_TASK GOAL_. Can you edit the material below so that every "ingests" becomes "receives", leaving everything else unchanged and the pictures out of your answer?
---------- STORED DATA
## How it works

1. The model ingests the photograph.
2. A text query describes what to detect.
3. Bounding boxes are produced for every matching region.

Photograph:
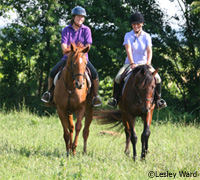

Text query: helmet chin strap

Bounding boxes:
[135,29,141,34]
[74,21,81,27]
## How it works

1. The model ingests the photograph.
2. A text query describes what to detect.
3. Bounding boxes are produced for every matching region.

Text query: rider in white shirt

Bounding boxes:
[108,12,167,109]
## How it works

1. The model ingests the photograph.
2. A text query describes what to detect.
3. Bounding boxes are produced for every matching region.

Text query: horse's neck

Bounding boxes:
[63,67,74,88]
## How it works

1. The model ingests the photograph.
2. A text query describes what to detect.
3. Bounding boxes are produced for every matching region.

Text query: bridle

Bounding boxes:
[133,77,156,104]
[66,51,86,81]
[63,54,86,114]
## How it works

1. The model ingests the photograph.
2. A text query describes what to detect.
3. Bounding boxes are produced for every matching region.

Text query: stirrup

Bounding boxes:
[92,96,102,107]
[108,98,117,108]
[41,91,51,103]
[157,99,167,110]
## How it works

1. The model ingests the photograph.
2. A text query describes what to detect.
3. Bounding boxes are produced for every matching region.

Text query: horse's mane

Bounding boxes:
[132,65,153,89]
[67,43,84,65]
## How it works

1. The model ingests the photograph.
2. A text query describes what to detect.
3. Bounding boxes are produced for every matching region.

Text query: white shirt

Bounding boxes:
[123,30,152,64]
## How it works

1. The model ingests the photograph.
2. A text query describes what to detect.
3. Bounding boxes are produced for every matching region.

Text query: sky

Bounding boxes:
[156,0,184,30]
[0,0,184,29]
--------------------
_WRITTEN ANSWER_.
## How it works

1. The model receives the photograph.
2. A text query describes what to detect.
3. Bounding boxes are produced for every matching region.

Photograph:

Text query: helmet chin strap

Bounding boxes:
[135,29,141,34]
[74,21,81,27]
## How it works

1. The model receives the photograph.
2. A text query describes what to detect.
3. Bounding boxes are produced for every matching region.

Text query: rider in white shirt

Bounding boxes:
[108,12,167,109]
## How it works

1. The model receives the photograph.
2. A text query describes what to detect.
3. Bounding boxes are produced for every matching region.

Text query: horse's neck

Bounding boxes:
[63,67,74,88]
## How it works

1. The model receives the photograph.
2. A text query describes what to detect.
3. Bounding boxes are produced for every matching region.

Text query: bridle

Bounding boxes:
[133,77,156,104]
[66,51,86,81]
[63,54,86,114]
## How it works

1. The model receives the photograph.
2. A text query describes what to detect.
3. Bounding boxes are produced for every matching region.

Text query: stirrup

Bounding boxes:
[92,96,102,107]
[108,98,117,108]
[41,91,51,103]
[157,99,167,110]
## How it works

1. The model receives the photograph.
2. A text query describes what to detect.
3. Bounding boxes are produced for every matching region.

Text query: horse's mane

Bounding boxes:
[132,65,153,89]
[67,43,84,65]
## How it works

1. The model receives the photograph.
2. A text query describes what to detect.
3. Bounding boxes are produced for every matching region.

Text query: white shirt

Bounding boxes:
[123,30,152,64]
## How it works

1. The model receives the photograph.
2. A text query describes what to detect.
3. Bounding boxes are produced for every matching region.

Text query: sky

Bounding boxes:
[156,0,184,30]
[0,0,184,29]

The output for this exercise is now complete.